START

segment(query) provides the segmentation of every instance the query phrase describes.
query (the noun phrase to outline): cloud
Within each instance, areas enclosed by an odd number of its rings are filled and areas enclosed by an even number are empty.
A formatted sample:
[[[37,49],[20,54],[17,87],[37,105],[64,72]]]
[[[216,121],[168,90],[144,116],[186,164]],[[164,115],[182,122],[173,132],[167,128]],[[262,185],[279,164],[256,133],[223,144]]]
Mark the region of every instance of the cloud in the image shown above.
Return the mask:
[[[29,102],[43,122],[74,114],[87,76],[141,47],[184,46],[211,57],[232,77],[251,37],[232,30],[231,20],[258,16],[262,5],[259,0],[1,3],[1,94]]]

END

Problem to work on.
Copy every line of the records above word for word, keeping the same order and line breaks.

Expected answer.
segment(query) provides the segmentation of every instance the query phrase describes.
query (the noun phrase to outline): cloud
Within each instance, areas enclosed by an odd number of its rings are filled and areas enclosed by an even number are empty.
A formatted sample:
[[[37,49],[20,54],[17,87],[37,105],[64,72]]]
[[[216,121],[168,90],[144,116],[186,164]],[[164,115],[182,122],[173,132],[167,128]],[[262,185],[279,164],[256,133],[223,144]]]
Mark the region of every instance of the cloud in the image shown above.
Return the mask:
[[[29,102],[43,122],[74,114],[87,76],[141,47],[184,46],[211,57],[232,77],[251,37],[232,30],[231,20],[258,16],[262,5],[259,0],[1,3],[1,94]]]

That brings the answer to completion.